## Material for the task:
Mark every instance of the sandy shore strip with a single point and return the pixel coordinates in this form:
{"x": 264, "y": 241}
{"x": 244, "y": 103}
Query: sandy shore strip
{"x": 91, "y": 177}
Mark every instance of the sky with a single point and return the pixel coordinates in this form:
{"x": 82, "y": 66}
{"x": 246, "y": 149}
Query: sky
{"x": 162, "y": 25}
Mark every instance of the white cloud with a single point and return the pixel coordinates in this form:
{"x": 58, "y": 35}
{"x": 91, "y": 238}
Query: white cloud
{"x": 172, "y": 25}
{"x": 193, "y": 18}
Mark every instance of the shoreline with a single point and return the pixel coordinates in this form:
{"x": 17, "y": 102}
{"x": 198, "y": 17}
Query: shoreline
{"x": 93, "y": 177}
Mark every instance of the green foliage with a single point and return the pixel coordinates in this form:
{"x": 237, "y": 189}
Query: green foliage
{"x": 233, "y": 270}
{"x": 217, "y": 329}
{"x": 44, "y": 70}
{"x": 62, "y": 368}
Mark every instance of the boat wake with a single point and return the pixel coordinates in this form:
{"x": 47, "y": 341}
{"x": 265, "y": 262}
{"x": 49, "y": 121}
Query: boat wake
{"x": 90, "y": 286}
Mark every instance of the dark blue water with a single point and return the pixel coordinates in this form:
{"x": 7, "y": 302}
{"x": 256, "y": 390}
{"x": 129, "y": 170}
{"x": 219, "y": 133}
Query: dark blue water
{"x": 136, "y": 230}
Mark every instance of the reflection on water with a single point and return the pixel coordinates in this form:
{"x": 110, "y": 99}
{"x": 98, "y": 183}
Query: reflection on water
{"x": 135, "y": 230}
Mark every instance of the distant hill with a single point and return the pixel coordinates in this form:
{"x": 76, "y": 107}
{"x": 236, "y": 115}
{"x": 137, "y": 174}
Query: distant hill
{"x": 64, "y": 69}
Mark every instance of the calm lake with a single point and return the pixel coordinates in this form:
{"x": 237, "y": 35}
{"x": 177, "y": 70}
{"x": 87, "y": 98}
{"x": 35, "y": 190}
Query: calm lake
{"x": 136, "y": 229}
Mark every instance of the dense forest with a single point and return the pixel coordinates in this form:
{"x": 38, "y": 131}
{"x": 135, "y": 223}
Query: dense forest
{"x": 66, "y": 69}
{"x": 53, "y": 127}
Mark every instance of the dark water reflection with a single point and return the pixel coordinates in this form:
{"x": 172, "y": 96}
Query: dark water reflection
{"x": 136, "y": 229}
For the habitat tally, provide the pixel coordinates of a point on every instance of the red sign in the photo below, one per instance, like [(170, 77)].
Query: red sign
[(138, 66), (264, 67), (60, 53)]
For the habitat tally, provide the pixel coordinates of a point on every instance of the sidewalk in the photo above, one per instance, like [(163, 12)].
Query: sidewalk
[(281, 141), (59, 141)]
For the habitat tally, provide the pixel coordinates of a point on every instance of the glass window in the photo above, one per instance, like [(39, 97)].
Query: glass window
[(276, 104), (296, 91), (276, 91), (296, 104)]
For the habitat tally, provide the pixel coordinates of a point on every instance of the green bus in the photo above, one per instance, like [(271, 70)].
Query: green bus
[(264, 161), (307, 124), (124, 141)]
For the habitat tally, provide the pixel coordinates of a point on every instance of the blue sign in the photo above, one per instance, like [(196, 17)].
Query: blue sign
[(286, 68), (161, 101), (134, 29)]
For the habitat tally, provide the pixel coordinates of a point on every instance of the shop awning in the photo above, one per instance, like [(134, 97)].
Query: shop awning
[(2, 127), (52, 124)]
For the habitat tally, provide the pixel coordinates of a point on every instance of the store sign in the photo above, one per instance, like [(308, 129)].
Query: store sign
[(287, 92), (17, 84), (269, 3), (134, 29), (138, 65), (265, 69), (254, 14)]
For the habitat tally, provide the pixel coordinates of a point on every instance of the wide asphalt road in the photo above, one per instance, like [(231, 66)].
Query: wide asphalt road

## Task to carry out:
Each record must be duplicated exactly, with none missing.

## Completed task:
Mark every instance of the sandy shore strip with a single point and return the pixel coordinates in this form:
{"x": 264, "y": 241}
{"x": 244, "y": 103}
Query: sandy shore strip
{"x": 91, "y": 177}
Mark every instance of the sky with a single point and return the pixel coordinates in this form:
{"x": 82, "y": 66}
{"x": 246, "y": 149}
Query: sky
{"x": 162, "y": 25}
Mark every instance of the white cloud with a single point and return the pixel coordinates in this form:
{"x": 58, "y": 35}
{"x": 91, "y": 238}
Query: white cloud
{"x": 172, "y": 25}
{"x": 193, "y": 18}
Mark every instance of the shoreline with a single point and return the pixel coordinates in this form:
{"x": 17, "y": 102}
{"x": 198, "y": 17}
Query: shoreline
{"x": 93, "y": 177}
Mark every instance of the green foliage with a single point and return the pixel coordinates in this form:
{"x": 237, "y": 189}
Query: green foliage
{"x": 233, "y": 270}
{"x": 217, "y": 329}
{"x": 44, "y": 70}
{"x": 62, "y": 368}
Mark every instance of the boat wake with a single point and return the pixel coordinates in this form:
{"x": 47, "y": 341}
{"x": 265, "y": 262}
{"x": 49, "y": 121}
Query: boat wake
{"x": 90, "y": 286}
Mark every instance of the dark blue water with a single point and return the pixel coordinates in this form:
{"x": 7, "y": 302}
{"x": 256, "y": 390}
{"x": 129, "y": 170}
{"x": 219, "y": 133}
Query: dark blue water
{"x": 136, "y": 230}
Mark every instance of the reflection on water with a single point and return the pixel coordinates in this form:
{"x": 110, "y": 99}
{"x": 98, "y": 183}
Query: reflection on water
{"x": 135, "y": 230}
Mark every instance of the distant hill with a single point and return the pixel coordinates in this form:
{"x": 76, "y": 107}
{"x": 236, "y": 115}
{"x": 137, "y": 174}
Query: distant hill
{"x": 64, "y": 69}
Mark every instance of the calm lake with a single point and return the pixel coordinates in this form:
{"x": 237, "y": 35}
{"x": 177, "y": 70}
{"x": 87, "y": 98}
{"x": 35, "y": 190}
Query: calm lake
{"x": 136, "y": 229}
Mark every instance of the dense forest with a single point and return the pixel coordinates in this form:
{"x": 38, "y": 131}
{"x": 135, "y": 223}
Query: dense forest
{"x": 66, "y": 69}
{"x": 53, "y": 127}
Mark every instance of the dark water reflection with a single point and return the pixel coordinates in this form:
{"x": 172, "y": 96}
Query: dark water reflection
{"x": 136, "y": 229}
For the habitat tally, provide the pixel coordinates of a point on every instance of the red sign in the photo below, one per instance, like [(170, 77)].
Query: red sign
[(138, 66), (264, 67), (60, 53)]
For the habitat tally, provide the pixel coordinates of a point on every instance of the sidewalk in the photo above, one per instance, like [(163, 12)].
Query: sidewalk
[(281, 141), (59, 141)]
For the habitat tally, provide the pixel coordinates of a point on every instance of the glass window in the photo above, one per instance, like [(39, 97)].
Query: glass window
[(276, 104), (296, 91), (276, 91), (296, 104)]
For the habitat tally, provide the pixel coordinates of a point on every instance of the green bus in the photo above, one per instance, like [(271, 70)].
Query: green bus
[(264, 161), (307, 124), (124, 141)]
For the habitat tally, provide the pixel coordinates of a point on every instance of the blue sign in the photo above, one per instance, like [(196, 17)].
Query: blue sign
[(286, 68), (161, 101), (134, 29)]
For the habitat tally, provide the pixel coordinates of a point on every instance of the shop awning in the photo above, one per instance, like [(134, 97)].
Query: shop awning
[(2, 127), (52, 124)]
For the habitat tally, provide the pixel coordinates of a point on every instance of the store sign in the photo above, one per instance, like [(308, 129)].
Query: store sign
[(287, 92), (17, 84), (269, 3), (134, 29), (138, 65), (265, 69), (254, 14)]
For the habitat tally, provide the pixel coordinates of a point on every instance of the wide asphalt road in the photo above, one per instance, like [(231, 66)].
Query: wide asphalt road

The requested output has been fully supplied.